Required task:
Can you write out the entries again, requests included, from the line containing "Practice. Pick out the shrub" through the end of the entries, and raise every coordinate in the answers by 109 while leaving the sample coordinates in the requests unchanged?

Supplied material:
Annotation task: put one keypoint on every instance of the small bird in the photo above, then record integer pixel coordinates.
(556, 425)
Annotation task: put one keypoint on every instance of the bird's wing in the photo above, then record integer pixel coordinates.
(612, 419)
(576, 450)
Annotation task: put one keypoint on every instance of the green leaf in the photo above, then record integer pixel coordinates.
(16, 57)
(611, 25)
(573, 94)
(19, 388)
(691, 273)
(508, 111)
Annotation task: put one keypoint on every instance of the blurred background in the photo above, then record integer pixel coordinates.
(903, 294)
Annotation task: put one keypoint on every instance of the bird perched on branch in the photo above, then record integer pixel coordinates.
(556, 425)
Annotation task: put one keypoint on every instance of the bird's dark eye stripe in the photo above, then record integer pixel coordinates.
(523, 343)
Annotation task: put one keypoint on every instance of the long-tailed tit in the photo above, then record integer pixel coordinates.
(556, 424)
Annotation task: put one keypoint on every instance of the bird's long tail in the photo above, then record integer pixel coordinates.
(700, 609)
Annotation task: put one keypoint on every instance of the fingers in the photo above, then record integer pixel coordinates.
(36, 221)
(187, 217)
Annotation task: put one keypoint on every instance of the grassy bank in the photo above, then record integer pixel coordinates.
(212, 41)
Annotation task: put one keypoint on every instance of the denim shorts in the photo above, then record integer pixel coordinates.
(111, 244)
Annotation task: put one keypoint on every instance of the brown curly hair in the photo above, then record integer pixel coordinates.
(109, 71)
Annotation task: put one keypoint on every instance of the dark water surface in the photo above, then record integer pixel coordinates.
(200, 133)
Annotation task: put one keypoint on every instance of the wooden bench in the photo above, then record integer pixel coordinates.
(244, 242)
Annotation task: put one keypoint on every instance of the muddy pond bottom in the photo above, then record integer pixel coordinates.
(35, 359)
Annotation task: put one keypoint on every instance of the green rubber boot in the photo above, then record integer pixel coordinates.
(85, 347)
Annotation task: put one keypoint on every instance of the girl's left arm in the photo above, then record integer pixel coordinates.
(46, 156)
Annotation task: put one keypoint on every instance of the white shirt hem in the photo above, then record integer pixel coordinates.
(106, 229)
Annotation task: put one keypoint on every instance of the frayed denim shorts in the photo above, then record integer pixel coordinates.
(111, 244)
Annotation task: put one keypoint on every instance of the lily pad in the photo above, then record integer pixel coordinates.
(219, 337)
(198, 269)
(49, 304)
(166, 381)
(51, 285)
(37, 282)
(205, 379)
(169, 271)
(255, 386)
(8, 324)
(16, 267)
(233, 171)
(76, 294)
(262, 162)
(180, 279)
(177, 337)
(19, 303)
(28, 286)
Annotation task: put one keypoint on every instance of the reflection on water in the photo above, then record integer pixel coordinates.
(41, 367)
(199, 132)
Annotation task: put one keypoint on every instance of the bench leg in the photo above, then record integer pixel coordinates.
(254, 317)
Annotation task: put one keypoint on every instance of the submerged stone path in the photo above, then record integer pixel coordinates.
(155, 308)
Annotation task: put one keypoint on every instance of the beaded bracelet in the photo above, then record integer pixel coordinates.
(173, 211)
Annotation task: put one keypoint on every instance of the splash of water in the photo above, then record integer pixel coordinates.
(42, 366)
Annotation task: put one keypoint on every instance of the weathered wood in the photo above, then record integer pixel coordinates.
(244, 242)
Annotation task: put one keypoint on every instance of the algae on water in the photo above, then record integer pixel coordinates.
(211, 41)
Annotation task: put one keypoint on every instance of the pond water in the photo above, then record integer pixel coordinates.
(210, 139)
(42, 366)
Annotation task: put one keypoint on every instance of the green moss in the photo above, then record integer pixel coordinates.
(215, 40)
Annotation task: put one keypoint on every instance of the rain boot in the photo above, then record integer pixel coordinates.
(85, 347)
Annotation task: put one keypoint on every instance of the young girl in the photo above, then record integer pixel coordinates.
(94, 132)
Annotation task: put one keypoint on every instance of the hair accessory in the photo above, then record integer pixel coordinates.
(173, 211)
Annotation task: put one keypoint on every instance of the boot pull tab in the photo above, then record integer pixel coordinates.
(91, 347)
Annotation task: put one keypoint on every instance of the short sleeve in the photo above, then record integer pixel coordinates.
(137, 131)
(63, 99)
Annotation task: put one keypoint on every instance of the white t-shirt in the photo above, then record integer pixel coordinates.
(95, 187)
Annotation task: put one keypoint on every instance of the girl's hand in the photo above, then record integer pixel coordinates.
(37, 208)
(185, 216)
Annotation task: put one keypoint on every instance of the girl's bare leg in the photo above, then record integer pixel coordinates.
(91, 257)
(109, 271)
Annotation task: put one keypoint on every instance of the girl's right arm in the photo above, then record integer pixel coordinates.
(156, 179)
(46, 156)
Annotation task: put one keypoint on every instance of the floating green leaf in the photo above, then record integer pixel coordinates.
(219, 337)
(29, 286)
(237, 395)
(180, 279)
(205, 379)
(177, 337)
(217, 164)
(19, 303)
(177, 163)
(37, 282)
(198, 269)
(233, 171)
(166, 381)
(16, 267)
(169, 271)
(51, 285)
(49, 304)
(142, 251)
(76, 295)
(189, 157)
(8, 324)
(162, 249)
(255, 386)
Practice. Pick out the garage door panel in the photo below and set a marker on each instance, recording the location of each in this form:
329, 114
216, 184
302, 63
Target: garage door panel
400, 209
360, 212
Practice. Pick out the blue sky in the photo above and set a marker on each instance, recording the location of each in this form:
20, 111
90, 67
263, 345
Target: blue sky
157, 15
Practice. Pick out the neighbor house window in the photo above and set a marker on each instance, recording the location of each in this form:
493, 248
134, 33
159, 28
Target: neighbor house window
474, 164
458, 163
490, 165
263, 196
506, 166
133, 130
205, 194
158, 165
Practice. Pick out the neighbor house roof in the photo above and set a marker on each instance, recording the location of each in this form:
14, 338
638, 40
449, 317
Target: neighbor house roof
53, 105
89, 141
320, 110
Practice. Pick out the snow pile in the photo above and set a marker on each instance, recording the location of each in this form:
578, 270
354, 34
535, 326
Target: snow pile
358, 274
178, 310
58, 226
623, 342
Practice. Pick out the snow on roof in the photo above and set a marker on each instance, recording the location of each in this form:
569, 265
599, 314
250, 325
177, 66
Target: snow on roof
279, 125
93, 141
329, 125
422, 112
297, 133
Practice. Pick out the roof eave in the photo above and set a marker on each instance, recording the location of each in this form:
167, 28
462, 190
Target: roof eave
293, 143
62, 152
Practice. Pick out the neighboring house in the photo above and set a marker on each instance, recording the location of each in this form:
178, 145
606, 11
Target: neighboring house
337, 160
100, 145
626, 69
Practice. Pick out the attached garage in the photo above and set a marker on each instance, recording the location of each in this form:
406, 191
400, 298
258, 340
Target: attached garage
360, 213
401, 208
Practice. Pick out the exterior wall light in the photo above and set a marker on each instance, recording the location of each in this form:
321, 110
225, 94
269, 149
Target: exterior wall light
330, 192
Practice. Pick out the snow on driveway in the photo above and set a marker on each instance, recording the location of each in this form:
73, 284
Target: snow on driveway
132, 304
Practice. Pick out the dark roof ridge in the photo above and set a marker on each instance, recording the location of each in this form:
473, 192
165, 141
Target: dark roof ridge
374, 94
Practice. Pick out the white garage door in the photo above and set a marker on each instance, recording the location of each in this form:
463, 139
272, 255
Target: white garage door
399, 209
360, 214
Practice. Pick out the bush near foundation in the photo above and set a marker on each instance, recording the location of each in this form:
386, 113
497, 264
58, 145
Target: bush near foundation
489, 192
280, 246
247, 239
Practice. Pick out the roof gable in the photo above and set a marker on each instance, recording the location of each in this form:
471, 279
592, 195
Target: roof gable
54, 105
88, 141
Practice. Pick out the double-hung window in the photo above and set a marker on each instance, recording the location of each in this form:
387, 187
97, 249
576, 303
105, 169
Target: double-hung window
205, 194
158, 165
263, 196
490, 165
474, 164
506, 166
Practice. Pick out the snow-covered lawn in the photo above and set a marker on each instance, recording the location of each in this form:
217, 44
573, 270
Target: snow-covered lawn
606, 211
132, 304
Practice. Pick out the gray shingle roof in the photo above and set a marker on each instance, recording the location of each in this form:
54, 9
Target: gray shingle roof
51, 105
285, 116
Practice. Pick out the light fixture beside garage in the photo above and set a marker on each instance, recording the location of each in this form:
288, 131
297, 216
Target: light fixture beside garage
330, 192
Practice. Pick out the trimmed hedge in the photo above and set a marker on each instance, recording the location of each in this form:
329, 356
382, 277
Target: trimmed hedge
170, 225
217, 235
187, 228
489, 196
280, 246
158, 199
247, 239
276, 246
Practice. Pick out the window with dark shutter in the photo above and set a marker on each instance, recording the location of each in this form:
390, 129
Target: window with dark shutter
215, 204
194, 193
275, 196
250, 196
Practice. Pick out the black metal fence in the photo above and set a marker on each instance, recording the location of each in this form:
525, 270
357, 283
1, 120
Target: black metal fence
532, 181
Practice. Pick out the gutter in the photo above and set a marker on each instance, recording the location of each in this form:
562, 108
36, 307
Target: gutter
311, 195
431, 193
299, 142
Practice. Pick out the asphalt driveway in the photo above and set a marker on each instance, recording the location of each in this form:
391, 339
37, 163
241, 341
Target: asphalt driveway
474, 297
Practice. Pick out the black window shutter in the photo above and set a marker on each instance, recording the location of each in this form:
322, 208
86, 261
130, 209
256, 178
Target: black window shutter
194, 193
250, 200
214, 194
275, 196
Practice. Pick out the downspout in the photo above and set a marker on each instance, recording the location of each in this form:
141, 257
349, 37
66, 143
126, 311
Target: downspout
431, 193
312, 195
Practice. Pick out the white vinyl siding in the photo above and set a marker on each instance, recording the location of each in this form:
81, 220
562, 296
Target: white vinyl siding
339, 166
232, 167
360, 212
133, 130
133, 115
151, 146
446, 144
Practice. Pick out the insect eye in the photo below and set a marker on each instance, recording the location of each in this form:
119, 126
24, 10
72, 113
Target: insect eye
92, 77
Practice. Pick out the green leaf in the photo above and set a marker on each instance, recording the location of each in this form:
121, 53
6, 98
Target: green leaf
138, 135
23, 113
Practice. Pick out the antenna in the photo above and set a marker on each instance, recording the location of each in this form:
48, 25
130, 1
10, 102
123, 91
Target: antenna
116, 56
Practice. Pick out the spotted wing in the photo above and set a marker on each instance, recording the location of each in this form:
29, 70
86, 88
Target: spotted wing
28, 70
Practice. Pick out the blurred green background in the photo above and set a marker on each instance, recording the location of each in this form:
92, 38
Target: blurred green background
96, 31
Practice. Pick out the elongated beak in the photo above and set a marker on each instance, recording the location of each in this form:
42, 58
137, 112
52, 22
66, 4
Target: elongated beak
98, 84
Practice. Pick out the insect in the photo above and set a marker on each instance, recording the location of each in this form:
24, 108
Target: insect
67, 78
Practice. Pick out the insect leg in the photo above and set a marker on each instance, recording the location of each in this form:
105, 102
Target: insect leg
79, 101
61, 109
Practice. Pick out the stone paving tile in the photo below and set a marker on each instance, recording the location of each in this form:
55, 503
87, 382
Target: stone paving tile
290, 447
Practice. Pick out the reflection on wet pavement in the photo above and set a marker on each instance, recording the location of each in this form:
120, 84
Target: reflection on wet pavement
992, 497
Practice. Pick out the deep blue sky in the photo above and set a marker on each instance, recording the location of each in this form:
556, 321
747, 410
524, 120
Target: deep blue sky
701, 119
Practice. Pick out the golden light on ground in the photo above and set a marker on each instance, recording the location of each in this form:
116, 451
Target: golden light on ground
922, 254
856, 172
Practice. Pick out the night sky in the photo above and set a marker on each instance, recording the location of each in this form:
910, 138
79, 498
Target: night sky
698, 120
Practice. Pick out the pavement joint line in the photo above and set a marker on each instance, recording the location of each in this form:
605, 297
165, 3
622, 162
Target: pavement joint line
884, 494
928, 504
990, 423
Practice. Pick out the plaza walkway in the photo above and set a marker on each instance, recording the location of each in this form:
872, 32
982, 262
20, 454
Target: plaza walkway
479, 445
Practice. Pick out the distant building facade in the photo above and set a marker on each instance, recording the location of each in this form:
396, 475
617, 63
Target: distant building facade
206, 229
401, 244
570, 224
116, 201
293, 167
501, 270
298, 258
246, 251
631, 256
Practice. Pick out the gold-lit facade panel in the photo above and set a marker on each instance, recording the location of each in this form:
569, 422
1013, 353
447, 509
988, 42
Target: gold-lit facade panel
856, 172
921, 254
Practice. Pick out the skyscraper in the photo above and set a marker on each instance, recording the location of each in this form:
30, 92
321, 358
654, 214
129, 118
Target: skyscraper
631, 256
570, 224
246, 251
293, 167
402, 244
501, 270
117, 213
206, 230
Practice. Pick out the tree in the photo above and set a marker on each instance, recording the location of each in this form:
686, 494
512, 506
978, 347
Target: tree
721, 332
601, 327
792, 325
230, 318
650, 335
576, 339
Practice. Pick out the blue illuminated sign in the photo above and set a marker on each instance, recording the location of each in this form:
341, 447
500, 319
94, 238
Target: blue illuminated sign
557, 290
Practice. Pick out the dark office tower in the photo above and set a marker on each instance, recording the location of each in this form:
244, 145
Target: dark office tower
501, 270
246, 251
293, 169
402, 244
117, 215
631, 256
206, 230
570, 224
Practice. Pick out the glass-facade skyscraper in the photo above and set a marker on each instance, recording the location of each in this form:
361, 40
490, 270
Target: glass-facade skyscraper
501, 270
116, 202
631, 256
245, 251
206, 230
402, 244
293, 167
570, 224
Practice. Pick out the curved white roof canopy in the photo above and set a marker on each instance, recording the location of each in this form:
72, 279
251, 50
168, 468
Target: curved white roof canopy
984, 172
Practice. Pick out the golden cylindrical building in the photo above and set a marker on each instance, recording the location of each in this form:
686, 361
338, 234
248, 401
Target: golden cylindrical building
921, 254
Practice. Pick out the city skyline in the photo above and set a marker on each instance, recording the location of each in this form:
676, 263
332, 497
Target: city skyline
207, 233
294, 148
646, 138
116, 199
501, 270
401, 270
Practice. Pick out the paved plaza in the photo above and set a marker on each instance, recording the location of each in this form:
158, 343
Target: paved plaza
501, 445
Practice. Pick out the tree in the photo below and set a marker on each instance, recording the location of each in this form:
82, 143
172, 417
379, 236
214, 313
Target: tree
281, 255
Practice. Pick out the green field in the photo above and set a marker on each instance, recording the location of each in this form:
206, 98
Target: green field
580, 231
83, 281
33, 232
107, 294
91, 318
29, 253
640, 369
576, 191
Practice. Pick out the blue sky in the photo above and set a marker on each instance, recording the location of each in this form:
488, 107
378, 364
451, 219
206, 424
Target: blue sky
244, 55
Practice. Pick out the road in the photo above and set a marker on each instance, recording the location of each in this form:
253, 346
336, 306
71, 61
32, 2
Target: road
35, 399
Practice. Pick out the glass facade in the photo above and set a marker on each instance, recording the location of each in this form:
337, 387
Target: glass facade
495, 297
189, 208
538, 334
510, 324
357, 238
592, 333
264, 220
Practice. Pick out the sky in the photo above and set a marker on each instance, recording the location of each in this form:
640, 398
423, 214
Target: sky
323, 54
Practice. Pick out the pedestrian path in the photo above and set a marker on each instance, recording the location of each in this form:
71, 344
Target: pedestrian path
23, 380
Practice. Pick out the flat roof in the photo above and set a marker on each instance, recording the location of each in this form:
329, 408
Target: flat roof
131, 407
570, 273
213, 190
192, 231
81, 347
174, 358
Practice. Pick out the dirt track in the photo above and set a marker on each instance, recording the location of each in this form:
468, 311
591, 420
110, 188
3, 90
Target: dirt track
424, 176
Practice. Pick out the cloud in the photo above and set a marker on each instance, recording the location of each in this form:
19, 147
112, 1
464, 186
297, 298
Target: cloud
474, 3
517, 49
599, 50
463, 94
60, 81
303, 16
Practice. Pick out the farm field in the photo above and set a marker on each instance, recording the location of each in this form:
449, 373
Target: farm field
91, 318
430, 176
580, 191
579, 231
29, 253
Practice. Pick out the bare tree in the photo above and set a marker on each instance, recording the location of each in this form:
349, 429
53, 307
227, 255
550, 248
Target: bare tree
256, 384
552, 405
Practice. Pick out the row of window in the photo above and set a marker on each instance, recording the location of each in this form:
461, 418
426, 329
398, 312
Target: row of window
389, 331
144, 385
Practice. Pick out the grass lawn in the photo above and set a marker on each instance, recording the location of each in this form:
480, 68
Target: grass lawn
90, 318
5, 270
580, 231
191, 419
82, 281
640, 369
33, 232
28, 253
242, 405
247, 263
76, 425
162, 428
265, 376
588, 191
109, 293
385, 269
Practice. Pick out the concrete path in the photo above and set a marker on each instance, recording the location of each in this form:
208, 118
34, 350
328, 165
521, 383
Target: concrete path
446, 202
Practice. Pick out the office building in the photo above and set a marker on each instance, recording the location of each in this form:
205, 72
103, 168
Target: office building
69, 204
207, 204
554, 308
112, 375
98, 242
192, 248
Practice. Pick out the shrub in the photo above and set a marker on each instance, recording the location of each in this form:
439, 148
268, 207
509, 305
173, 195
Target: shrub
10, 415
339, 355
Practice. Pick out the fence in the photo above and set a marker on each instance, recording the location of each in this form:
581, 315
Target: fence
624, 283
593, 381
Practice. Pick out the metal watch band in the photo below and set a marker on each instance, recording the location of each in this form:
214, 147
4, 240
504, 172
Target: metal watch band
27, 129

Exercise answer:
Practice. Pick out the shrub in the photo above and set a marker on each instance, recording the location of each in this form:
439, 148
268, 207
509, 305
173, 195
Target: shrub
119, 524
448, 464
Practice. Pick out the fence in the photo above and set a marker on each instance, recording the location of each in this form:
581, 315
Target: fence
733, 392
702, 490
Practice. Pick out the metal watch band in the photo below and set a marker on each instance, recording the location of each in this form:
214, 147
4, 240
504, 172
Target: metal watch band
136, 238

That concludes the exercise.